Next, considering the symmetry, we only need to consider the points that's within $30^\circ$ to $x$ axis, or equavalently, from $30^\circ$ to $60^\circ$, i.e. $j\geq i$.
So, our goal is finding all the $r$s such that
$i\geq 1,j\geq i$,
$d=i^2+ij+j^2$ is not a perfect square,
$\lfloor\sqrt{d}\rfloor=r$
has exactly $10^6$ distinct solutions for $d$.
Let's estimate the number of solutions for a given $r$. It's easy to find the density of the points, $2/\sqrt 3$, and the area of the ring is close to $2\pi r$, so there are about $4\pi r/\sqrt 3$ points. If we only consider $1/12$ of the ring, there are $\pi r / 3\sqrt 3\approx 0.6r$ points. But a finite proportion of the points are on the circle, and different points may have the same distance, so the actual ratio should be smaller than $0.6$.

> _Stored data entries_
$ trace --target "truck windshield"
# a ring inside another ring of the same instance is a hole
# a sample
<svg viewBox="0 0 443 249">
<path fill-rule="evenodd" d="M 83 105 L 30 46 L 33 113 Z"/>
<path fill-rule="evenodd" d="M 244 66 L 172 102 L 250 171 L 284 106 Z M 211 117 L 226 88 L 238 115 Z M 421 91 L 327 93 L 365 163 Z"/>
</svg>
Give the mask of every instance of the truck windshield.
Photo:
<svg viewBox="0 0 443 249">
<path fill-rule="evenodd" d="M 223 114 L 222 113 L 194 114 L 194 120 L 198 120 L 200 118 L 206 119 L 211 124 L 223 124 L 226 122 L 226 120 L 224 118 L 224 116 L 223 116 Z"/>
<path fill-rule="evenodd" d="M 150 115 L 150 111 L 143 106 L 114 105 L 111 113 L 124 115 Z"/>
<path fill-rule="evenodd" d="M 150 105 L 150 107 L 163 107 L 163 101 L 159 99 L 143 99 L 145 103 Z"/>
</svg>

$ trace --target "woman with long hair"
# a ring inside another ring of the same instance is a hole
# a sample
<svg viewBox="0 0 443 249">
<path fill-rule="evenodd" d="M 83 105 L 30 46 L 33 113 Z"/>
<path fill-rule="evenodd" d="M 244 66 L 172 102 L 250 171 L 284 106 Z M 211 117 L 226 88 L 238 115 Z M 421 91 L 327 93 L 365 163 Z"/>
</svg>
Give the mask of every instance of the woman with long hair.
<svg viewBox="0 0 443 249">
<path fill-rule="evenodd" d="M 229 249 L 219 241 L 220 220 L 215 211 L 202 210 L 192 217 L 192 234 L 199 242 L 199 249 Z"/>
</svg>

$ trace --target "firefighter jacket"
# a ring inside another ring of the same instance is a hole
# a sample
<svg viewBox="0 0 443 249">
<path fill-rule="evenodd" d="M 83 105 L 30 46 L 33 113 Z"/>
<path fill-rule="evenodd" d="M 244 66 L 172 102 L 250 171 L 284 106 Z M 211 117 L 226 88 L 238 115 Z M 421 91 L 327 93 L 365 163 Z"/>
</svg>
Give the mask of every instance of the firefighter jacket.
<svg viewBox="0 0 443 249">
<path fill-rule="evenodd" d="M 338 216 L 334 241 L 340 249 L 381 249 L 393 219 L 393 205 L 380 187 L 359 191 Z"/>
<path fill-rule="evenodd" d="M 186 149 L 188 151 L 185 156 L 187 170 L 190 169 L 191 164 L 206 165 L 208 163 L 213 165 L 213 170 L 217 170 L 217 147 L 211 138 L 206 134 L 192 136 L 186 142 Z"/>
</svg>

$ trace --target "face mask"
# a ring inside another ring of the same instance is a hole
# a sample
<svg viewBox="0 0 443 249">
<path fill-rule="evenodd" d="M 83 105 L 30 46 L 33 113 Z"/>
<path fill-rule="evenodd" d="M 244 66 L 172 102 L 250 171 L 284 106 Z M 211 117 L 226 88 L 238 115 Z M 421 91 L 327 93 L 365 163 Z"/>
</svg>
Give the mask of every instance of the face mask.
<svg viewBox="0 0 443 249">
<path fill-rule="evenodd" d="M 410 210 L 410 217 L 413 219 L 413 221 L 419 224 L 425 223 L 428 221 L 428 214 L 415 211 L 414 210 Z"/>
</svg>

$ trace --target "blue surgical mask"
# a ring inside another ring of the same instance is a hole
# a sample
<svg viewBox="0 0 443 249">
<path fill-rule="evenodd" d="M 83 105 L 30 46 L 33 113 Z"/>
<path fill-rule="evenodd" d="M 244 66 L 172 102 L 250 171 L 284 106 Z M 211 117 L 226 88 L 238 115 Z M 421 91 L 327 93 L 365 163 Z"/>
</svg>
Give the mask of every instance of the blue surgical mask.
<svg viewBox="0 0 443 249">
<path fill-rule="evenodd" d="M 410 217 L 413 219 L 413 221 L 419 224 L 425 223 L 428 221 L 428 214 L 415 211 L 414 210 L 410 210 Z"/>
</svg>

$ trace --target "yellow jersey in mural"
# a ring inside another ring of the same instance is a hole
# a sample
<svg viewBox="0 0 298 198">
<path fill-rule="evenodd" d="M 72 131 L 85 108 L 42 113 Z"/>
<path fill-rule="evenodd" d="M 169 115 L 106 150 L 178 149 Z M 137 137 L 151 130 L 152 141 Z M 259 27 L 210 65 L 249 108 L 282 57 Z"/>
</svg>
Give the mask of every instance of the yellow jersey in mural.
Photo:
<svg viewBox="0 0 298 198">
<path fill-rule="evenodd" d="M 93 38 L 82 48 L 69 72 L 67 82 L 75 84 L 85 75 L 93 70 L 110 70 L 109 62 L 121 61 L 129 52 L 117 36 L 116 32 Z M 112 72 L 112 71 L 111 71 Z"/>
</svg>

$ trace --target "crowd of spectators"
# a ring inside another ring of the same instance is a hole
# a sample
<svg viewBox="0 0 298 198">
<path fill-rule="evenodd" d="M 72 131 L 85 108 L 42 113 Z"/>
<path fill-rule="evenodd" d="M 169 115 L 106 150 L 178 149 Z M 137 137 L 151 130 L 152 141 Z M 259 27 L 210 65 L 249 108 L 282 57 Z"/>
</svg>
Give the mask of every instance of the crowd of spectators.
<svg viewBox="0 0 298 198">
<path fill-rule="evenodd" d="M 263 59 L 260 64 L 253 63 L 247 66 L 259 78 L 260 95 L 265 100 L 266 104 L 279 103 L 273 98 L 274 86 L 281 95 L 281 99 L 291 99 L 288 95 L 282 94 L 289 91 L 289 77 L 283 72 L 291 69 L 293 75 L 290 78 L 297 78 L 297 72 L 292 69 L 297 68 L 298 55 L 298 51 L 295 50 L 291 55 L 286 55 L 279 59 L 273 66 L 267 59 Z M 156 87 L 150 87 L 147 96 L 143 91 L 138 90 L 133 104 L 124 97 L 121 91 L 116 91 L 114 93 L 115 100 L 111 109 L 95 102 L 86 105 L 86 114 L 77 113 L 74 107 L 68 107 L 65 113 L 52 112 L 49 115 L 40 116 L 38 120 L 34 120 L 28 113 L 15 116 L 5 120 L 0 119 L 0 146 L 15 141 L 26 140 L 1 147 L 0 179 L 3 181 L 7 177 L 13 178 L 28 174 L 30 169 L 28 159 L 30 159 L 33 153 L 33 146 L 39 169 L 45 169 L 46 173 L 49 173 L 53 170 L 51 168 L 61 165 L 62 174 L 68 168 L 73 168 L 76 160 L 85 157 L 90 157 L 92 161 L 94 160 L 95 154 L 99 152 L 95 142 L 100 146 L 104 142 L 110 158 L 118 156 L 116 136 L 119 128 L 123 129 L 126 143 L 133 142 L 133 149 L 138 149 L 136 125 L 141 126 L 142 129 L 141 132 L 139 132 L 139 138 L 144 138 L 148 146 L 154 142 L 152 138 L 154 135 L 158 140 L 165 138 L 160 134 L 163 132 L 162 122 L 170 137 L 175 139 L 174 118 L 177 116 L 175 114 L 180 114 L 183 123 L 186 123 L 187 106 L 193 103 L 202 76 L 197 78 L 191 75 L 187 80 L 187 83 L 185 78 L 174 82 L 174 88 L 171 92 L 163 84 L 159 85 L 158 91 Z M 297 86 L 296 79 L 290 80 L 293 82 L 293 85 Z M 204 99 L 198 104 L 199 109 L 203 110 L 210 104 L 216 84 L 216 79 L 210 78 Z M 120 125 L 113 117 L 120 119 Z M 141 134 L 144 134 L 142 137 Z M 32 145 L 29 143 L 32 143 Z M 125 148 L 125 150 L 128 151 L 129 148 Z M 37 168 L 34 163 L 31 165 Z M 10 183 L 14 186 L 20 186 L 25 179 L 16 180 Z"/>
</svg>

> _Parts of the exercise_
a – In the lattice point discussion, about how many points fall in 1/12 of the ring for a given r?
b – List the conditions that the lattice point discussion sets for each solution.
c – Continue the lattice point discussion from where it stops.

> _Results in order_
a – About π r / 3√3, which is roughly 0.6r points.

b –
- i ≥ 1 and j ≥ i
- d = i² + ij + j² is not a perfect square
- ⌊√d⌋ = r

c –
To calculate exactly how many points with different distances are there inside the ring of radius $r$, the range of $i$ is from $\lceil r/\sqrt 3\rceil$ to $r$, and we can find the range of $j$ by solving the quadratic equation. Iterating through them and using a hash set to exclude the duplicate distances, we can find the result.
The first few numbers show that the ratio at arond $r=300$ is about $0.4$. As $i$ and $j$ increase, intuitively, the probability that multiple $(i,j)$ pairs give the same $d$ may increase, so the ratio may decrease slowly. At $r=1000$, the ratio lowers to $0.342$.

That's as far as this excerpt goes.